● **Passage provided**:

=== Begin Enclosure ===

• Question: If you got sucked into a back hole and survived, and somehow got out into a parallel universe where humans are much less evolved, what would be the first thing you would teach them?

    Asked by joshmabbs to Chris, Dave, David, Fiona, Jack on 24 Jun 2013.
    • Photo: David Freeborn

      David Freeborn answered on 24 Jun 2013:


      I guess it depends on how evolved the humans are.

      In 2007 we discovered the hyoid bone in Neanderthals, meaning that they were probably biologically capable of speech, and undoubtedly intelligent enough, but scientists think it is unlikely that they had modern speech in the way that humans do.

      Even some monkeys have “words” of a sort: particular sounds with a discrete meaning, for example certain sounds to refer to particular types of predator, and even sometimes “names” for particular known individual predators. But they don’t ever string these sounds together to make more complex sentences, so there’s a limit to how complex the meaning they can construct.

      The beauty of human language is the grammar: it’s what allows us to make ever more complex sentences to convey meaning and ideas!

=== End Enclosure ===

● **Provided material**:
=== Begin Enclosure ===

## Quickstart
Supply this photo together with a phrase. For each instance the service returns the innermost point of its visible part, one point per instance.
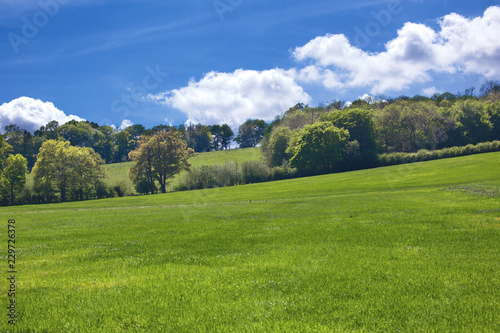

=== End Enclosure ===

● **Task details**:
Answer these questions from the passage on language:
1. In what year was the hyoid bone discovered in Neanderthals?
2. What do some monkeys use particular sounds to refer to?
3. What does the passage call the beauty of human language?
The listing is material separate from the passage on language.

● **Exercise output**:
1. 2007.
2. Particular types of predator, and sometimes particular known individual predators.
3. The grammar.